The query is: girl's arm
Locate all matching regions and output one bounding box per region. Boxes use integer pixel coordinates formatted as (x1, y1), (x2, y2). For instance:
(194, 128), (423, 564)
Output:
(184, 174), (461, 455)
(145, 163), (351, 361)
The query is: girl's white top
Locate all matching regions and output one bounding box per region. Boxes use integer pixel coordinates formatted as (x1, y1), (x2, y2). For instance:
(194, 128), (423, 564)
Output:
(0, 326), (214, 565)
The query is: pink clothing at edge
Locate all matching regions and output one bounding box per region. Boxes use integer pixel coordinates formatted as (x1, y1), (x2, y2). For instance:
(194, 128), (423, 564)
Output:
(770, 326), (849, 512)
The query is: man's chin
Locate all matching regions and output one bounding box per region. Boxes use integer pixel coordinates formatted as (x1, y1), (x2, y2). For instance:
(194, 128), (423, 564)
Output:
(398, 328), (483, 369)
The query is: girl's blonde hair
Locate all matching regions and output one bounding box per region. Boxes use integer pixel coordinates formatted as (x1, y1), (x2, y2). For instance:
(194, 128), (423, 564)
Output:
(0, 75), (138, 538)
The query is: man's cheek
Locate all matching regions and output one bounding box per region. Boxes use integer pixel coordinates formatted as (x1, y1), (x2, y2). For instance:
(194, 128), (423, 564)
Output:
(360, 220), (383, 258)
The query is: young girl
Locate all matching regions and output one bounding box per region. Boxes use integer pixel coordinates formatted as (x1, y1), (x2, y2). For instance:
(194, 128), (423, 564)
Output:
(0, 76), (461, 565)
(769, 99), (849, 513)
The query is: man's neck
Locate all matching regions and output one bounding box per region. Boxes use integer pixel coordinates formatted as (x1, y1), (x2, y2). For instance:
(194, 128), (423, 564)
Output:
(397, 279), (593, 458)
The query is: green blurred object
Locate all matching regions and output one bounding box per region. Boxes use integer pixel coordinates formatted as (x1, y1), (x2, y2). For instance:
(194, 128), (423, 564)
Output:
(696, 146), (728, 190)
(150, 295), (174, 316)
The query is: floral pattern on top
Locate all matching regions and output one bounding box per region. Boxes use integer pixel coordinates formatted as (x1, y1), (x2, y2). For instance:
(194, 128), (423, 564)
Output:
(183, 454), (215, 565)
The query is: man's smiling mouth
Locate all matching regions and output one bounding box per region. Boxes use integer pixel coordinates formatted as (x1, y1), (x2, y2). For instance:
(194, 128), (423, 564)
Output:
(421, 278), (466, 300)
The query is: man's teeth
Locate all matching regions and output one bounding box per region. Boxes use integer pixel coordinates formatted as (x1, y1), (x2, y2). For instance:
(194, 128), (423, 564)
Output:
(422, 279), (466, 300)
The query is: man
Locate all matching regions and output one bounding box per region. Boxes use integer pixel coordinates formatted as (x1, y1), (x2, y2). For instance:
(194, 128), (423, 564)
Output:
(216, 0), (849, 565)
· · · · · · ·
Aim of the exercise ->
Rewrite the stretch from the start of the items through the line containing "(360, 220), (383, 258)", requests included, and increase every box coordinate in the answers by 107. Leave the requests and their sample coordinates unchanged.

Correct answer ->
The query is: girl's arm
Locate all matching regions and output one bounding box per region. Boxes use integer pixel coordinates formatted as (x1, y1), (x2, y2). For instance:
(194, 128), (423, 564)
Output:
(291, 281), (568, 562)
(252, 270), (458, 468)
The query is: girl's white top
Locate all matching regions and output one bounding box per region. Boxes use integer pixel coordinates formatted as (x1, y1), (x2, y2). For instance:
(194, 128), (423, 564)
Output:
(107, 433), (321, 672)
The query is: pink clothing at edge
Locate all matching regions and output one bounding box per region. Boxes use integer pixel coordinates formatted as (x1, y1), (x2, y2). For instance:
(194, 128), (423, 564)
Output:
(877, 433), (956, 619)
The query is: man's chin
Locate all matching regions and output one bounding box per region. Boxes use integer pixel coordinates formatted as (x1, y1), (x2, y2). For instance:
(194, 128), (423, 564)
Output:
(505, 435), (590, 476)
The query is: girl's blonde hair
Locate all matching regions and output one bounding box per region. Boxes use integer pixel coordinates formatted as (x1, y1), (x2, y2). For instance:
(194, 128), (423, 564)
Output:
(107, 182), (245, 645)
The query is: man's cheek
Locate all matching regions and output one bounding box per region. Boxes use integer pixel coordinates formatted as (x1, y1), (x2, y2). For instance:
(194, 128), (423, 564)
Output:
(467, 327), (490, 365)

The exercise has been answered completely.